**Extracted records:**

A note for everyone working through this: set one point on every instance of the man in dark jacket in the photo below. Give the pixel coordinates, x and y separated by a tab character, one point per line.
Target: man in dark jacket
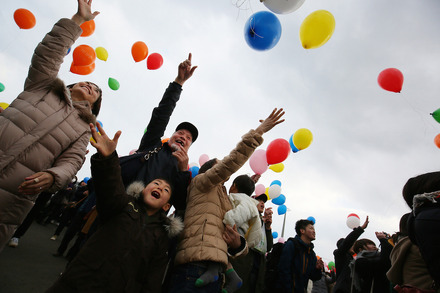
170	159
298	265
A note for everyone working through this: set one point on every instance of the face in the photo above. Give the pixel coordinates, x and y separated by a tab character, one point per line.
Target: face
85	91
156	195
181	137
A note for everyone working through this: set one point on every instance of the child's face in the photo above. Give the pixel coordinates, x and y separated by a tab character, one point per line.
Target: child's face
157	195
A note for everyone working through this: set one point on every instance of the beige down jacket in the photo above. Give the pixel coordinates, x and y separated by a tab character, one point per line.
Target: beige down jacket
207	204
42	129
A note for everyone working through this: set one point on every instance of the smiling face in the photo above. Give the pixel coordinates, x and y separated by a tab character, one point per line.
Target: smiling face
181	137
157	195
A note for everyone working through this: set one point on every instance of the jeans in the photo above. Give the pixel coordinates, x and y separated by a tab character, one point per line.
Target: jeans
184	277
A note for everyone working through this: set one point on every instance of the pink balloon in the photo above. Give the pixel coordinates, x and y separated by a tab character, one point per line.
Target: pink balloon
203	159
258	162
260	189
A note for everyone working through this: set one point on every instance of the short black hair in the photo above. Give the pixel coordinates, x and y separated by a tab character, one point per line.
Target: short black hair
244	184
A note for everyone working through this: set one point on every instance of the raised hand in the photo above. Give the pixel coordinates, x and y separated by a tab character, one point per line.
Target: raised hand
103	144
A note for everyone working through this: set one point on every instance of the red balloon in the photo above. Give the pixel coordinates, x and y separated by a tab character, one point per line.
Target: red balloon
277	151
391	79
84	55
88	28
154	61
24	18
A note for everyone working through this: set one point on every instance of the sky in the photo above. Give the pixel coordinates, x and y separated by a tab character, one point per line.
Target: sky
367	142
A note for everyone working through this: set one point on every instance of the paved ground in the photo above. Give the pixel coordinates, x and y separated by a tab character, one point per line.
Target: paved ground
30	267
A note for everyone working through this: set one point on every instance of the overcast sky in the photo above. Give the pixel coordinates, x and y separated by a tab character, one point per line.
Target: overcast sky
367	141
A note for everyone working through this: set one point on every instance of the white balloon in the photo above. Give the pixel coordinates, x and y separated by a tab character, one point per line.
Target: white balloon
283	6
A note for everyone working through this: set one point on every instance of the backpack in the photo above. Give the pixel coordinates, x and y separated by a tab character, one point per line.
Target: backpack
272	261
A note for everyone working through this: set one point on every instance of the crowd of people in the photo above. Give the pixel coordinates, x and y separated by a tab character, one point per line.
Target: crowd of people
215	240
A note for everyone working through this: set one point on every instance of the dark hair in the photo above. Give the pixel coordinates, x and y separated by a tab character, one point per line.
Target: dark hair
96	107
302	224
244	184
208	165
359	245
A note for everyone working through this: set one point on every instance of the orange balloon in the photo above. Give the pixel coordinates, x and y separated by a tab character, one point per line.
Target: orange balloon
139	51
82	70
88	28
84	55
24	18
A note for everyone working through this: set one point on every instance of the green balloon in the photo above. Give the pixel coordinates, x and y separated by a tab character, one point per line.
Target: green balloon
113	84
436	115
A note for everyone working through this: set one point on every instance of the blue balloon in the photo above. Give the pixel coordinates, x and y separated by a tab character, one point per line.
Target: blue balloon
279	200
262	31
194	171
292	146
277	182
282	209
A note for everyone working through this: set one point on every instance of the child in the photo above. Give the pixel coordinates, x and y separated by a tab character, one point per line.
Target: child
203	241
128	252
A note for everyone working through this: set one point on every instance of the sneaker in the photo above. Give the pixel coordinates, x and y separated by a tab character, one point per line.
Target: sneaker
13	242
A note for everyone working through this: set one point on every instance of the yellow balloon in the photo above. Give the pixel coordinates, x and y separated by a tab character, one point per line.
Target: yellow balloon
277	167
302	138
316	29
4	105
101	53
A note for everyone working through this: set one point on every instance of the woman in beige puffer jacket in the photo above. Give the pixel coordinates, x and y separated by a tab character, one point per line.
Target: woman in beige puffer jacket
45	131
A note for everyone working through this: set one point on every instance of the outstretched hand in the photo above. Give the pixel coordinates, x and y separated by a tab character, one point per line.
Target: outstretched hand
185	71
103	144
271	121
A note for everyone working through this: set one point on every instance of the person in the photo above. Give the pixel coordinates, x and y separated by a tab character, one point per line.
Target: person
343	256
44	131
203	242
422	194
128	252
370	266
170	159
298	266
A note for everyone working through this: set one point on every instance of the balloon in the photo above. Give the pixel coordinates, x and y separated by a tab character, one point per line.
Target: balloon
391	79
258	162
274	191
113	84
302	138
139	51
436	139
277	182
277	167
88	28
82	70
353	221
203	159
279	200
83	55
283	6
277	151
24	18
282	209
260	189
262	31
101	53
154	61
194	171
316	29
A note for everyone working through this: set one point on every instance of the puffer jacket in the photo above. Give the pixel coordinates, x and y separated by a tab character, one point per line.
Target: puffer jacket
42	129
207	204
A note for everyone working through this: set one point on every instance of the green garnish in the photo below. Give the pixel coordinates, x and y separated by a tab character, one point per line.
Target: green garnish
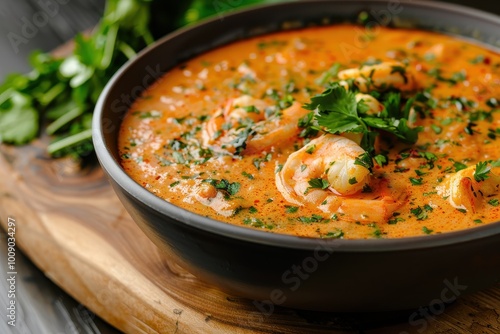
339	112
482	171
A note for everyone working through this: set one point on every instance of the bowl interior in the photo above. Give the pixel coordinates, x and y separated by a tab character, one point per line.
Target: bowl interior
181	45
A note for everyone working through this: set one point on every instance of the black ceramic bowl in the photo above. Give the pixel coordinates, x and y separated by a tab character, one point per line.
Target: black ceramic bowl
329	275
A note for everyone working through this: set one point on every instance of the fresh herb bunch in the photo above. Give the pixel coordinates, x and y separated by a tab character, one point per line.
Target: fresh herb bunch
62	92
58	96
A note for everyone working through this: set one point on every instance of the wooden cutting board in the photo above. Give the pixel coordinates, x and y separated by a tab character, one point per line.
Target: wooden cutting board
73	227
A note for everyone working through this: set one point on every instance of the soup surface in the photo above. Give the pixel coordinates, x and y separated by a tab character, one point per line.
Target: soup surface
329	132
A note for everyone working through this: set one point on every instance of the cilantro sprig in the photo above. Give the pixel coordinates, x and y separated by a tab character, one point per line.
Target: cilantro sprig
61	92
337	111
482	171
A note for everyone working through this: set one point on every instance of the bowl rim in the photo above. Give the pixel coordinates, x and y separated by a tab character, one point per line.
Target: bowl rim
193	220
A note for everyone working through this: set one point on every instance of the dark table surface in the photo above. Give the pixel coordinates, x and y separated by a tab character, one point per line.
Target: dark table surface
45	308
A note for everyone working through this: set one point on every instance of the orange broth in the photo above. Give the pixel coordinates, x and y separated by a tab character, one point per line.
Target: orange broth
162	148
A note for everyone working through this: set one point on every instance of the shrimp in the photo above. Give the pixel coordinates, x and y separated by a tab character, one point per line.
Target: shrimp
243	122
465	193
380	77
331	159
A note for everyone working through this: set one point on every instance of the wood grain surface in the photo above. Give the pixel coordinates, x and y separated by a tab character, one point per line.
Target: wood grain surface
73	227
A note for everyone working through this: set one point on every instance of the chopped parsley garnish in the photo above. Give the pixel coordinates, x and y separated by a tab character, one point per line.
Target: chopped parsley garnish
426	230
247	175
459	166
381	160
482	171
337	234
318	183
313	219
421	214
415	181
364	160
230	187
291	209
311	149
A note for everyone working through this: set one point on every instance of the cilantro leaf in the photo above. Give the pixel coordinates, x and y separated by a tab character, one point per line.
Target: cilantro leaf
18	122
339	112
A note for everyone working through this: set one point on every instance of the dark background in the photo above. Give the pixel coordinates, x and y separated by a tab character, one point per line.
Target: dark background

**WHAT TO PRODUCE:** Look above for the line with "Target: outstretched hand" and the line with "the green garnish". Write out those two lines and all the lines between them, exactly, and no others.

**EXERCISE RESULT:**
Target: outstretched hand
185	71
103	144
271	121
A note for everyone working through this: set one point on every instance of the person in the photo above. Give the pixel coordinates, x and y separated by a tab character, one point per line.
Target: person
343	256
44	131
203	242
422	194
128	252
370	266
170	159
298	266
A note for everyone working through this: set one point on every instance of the balloon in the photo above. Give the pixel coordinates, x and y separated by a tab character, one point per line.
Target: balloon
391	79
258	162
274	191
113	84
302	138
139	51
436	139
277	182
277	167
88	28
82	70
353	221
203	159
279	200
83	55
283	6
277	151
24	18
282	209
260	189
262	31
101	53
154	61
194	171
316	29
A note for everyone working through this: set one point on every instance of the puffer jacket in the photo above. Give the pixel coordinates, x and y separated by a tab character, one point per line.
Target: puffer jacket
42	129
207	204
A note for everyone working through this: set one point on every instance of the green garnish in the photo below. Give the pixel coordinates, x and y separated by a tab character, one point per line.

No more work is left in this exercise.